◆ Tasks to complete:
[a] Which Bible passage does the piece on life's turbulence name for the destination of greater strength?
[b] Continue the piece on embracing life's turbulence, picking up after its final sentence.

Do You Embrace Life’s Turbulence?
Description
Turbulence. Everyone who has flown in an airplane has experienced it. It’s accompanied by a sinking sensation in the pit of your stomach, the sudden jostling of the craft as you grip the arm rest, and a prayer as you realize there is nothing you can do about it.
You are not the pilot. You’re not even the mechanic who prepared the plane for flight. When turbulence comes, all you can do is trust God.
Have you noticed that we don’t offer the same desperate prayers for God’s guidance at the baggage claim or on the drive home? We don’t clutch the car steering wheel, pleading for God to rescue us. Once the turbulence is over, we happily forget what utterly dependent creatures we really we are.
As much as I hate to say it, turbulence can be the best thing to ever happen to us.
We invest a lot of energy in avoiding life’s turbulence. Many of our thoughts are consumed with ways to make our lives more comfortable. We buy books claiming to reveal the secrets of an easier life. We enlist therapy sessions or take medication to minimize the discomfort that life’s turbulence brings.
It’s not that reading books to make our lives better or therapy aren’t sometimes helpful in dealing with the tough stuff in life. God can and does use various means to guide us through turbulence to our destination of greater strength described in 1 Peter 5:10.

◆ Information supplied:
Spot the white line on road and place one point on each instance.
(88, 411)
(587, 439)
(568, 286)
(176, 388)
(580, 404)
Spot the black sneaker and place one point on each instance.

◆ Expected responses:
[a] 1 Peter 5:10

[b]
And after you have suffered a little while, the God of all grace, who has called you to his eternal glory in Christ, will himself restore, confirm, strengthen, and establish you (emphasis mine).
Although we will never enjoy the turbulence of discomfort and suffering, God uses it to strip us of our vain self-reliance so He can guide us to a better, more secure destination. Trouble moves us to cast our every care on Him. And isn’t it just like God to use that which causes so much discomfort to move us to a place of indescribable comfort in Him?
We don’t have to like suffering to know that God is working through it to bring us safely to our destination, a place where we can be settled and strengthened with feet firmly planted on solid ground.
Growth requires turbulence. We can avoid it entirely by not flying. But then we wouldn’t get anywhere. What if, instead of running from adversity, we embraced it as part of God’s process of moving us to a better place? How would that change our perspective on life’s turbulence?